**Page excerpt:**
Amy Chua, author of the controversial memoir about parenting Battle Hymn of the Tiger Mother, has hit back at allegations that her new book is racist – claiming that most critics have not even read the work.
After arguing in her most famous book for the supremacy of strict Chinese parenting over relaxed Western child attitudes, Chua’s latest book claims to identify traits in eight ethnic groups that she says help them outperform others in the US.
The new work, The Triple Package: How Three Unlikely Traits Explain the Rise and Fall of Cultural Groups in America, has been criticised for playing to racial stereotypes, with the New York Post dismissing it as a “series of shock-arguments wrapped in self-help tropes”.
Speaking at the Independent Bath Literature Festival on Sunday, Chua said: “I am so surprised and outraged by the racist charge. I think it’s a group sensitivity issue. I do think 90 per cent of the people saying this haven’t read the book, they’ve just read a bad review.”
Chua, who was born in Illinois to Chinese parents, wrote The Triple Package with her husband Jed Rubenfeld, a fellow law professor at Yale.
Rubenfeld, who was also attending the festival, said: “For the last six weeks we’ve had to watch and listen as thousands of people were vilifying a book that had not yet been published, that they had not read, and we could not recognise as the book we had written.
“There’s a taboo around this, and people don’t like talking about it.”

**What you need to do:**
a) Answer these from the Amy Chua article:
(i) Which publication called the new book a "series of shock-arguments wrapped in self-help tropes"?
(ii) At which event did Chua speak on Sunday?
(iii) Who co-wrote The Triple Package with Chua?
b) Carry the Amy Chua article forward, picking up after its last sentence.
The listing that follows has no connection to the Amy Chua article.

**Material provided:**
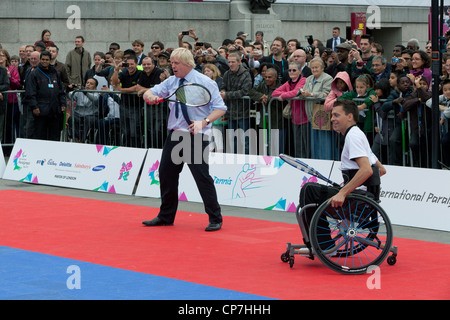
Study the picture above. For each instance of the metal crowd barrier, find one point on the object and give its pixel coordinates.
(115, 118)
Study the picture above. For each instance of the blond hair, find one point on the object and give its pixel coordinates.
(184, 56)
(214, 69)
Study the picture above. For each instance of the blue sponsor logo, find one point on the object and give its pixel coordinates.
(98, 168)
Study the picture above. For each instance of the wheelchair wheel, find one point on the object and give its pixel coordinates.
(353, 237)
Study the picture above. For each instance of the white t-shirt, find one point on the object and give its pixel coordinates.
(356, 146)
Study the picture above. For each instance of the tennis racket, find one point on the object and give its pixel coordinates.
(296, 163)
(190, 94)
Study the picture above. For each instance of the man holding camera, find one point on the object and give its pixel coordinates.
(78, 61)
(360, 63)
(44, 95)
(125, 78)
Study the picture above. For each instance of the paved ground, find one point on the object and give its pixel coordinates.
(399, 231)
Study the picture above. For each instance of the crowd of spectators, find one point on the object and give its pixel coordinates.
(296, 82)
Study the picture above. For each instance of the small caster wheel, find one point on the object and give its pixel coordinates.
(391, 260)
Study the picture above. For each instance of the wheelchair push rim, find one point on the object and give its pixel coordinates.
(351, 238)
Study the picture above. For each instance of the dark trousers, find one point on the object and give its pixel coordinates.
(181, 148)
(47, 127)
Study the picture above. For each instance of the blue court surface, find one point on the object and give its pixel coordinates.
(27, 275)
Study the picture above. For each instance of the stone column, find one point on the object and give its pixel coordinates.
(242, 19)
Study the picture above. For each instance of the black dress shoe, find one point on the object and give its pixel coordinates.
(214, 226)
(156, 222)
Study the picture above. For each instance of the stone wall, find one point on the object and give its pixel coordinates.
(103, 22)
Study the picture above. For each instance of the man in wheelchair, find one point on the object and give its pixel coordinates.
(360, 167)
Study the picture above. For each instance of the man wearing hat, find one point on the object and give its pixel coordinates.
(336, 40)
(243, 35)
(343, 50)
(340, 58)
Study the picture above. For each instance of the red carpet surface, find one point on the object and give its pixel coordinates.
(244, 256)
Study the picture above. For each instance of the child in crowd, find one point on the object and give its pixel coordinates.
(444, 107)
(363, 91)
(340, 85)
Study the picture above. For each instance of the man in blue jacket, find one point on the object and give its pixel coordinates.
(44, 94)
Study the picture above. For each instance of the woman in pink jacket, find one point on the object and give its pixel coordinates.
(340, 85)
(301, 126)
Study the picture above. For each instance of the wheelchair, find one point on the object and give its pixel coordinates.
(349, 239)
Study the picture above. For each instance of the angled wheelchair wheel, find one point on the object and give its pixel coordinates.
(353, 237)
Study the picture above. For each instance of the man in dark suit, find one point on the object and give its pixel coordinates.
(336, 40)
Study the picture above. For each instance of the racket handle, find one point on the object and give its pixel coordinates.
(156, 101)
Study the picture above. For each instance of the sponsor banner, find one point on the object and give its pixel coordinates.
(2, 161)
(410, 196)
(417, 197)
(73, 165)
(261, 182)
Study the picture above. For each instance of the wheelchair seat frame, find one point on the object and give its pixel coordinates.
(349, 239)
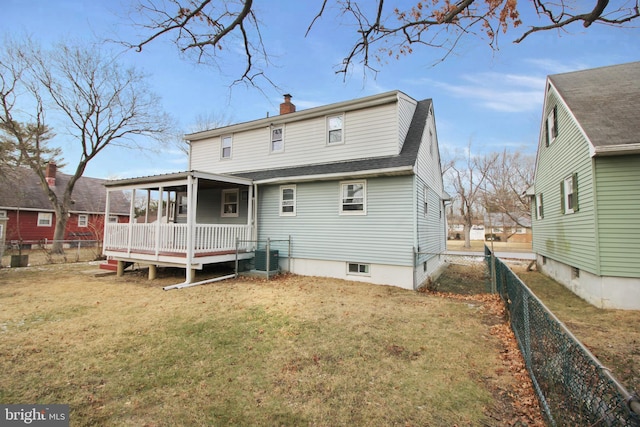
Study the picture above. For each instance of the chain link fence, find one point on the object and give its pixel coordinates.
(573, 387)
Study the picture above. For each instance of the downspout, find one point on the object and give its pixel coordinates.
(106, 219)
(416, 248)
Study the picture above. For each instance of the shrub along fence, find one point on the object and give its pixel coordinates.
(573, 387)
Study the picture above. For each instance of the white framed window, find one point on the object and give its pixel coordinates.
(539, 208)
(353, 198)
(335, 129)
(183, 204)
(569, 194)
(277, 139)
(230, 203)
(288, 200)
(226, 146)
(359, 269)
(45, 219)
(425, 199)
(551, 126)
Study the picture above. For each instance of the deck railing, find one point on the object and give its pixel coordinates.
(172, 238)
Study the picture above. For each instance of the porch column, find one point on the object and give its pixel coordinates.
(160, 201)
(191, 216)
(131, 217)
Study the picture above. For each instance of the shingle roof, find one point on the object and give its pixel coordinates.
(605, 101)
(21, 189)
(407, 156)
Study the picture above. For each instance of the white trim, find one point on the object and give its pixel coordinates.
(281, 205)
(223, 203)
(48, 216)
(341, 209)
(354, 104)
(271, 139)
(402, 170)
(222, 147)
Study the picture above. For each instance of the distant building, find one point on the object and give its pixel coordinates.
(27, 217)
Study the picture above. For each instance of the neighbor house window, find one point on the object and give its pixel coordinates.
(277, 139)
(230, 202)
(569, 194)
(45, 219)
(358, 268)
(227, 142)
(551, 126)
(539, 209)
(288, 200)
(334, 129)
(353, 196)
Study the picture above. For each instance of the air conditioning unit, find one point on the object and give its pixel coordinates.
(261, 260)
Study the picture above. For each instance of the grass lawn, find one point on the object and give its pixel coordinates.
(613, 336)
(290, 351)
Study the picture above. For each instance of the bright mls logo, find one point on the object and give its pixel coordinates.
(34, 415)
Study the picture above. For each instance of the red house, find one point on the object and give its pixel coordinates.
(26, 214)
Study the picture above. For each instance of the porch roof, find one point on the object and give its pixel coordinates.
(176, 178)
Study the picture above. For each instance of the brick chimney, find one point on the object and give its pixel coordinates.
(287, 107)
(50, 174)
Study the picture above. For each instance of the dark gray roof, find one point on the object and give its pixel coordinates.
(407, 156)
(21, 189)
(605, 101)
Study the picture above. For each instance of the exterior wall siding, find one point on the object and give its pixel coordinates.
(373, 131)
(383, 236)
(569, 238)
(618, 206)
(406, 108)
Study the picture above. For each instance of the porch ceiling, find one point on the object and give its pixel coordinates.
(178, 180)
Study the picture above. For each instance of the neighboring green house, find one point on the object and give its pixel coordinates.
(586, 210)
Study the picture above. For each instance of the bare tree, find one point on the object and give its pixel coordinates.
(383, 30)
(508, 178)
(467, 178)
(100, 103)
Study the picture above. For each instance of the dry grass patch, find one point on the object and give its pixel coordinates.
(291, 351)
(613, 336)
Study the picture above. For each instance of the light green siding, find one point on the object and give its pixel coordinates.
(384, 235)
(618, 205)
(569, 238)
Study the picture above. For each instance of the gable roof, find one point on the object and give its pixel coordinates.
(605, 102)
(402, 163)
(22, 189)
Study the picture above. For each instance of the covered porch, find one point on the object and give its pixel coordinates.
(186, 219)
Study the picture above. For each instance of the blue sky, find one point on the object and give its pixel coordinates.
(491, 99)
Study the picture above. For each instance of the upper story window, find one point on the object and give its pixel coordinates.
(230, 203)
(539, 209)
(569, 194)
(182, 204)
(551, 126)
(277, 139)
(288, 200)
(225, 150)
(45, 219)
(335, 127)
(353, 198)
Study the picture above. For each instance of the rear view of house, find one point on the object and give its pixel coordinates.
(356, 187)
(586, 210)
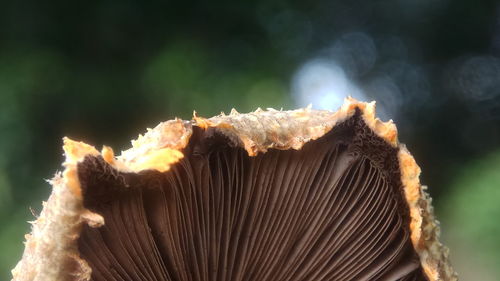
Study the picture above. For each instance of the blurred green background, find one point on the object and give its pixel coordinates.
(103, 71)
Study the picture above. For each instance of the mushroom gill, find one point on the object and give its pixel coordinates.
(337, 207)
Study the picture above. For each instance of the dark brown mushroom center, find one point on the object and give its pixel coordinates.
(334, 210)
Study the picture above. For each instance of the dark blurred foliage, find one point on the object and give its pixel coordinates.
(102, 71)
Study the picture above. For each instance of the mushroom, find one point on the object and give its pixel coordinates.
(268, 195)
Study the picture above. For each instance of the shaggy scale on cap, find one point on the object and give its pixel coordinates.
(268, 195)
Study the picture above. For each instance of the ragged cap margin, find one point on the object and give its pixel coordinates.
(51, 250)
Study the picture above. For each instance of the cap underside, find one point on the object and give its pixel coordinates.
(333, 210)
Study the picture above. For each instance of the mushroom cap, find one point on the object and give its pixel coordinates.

**Answers:**
a)
(i) The New York Post
(ii) The Independent Bath Literature Festival
(iii) Her husband, Jed Rubenfeld, a fellow law professor at Yale

b)
The book focuses on eight communities considered to be outperforming others in the US: Lebanese, Nigerian, Iranian, Indian, Cuban and Chinese immigrants, as well as Jews and Mormons.
The Triple Package isolates three qualities shared by the communities: the sense of being exceptional or feeling superior, having insecurity, and impulse control.
The theories espoused in The Triple Package proved that the outperformance was “not genetic, it’s not racial and not biological”, Rubenfeld said. “It shows something is going on in the families and the cultures of the second generation kids.”
It was a “remarkable fact”, he said, “that in a tough time, with rising inequality, some groups are doing better than others. I’m talking about the children of poor and poorly educated parents experience rates of social mobility that are exceptional as compared to the rest of the country.”
Chua became an overnight celebrity in 2011 when The Wall Street Journal published an excerpt of her Tiger Mother book under the headline “Why Chinese mothers are superior”. The book recounted her own experience as a strict parent of two daughters.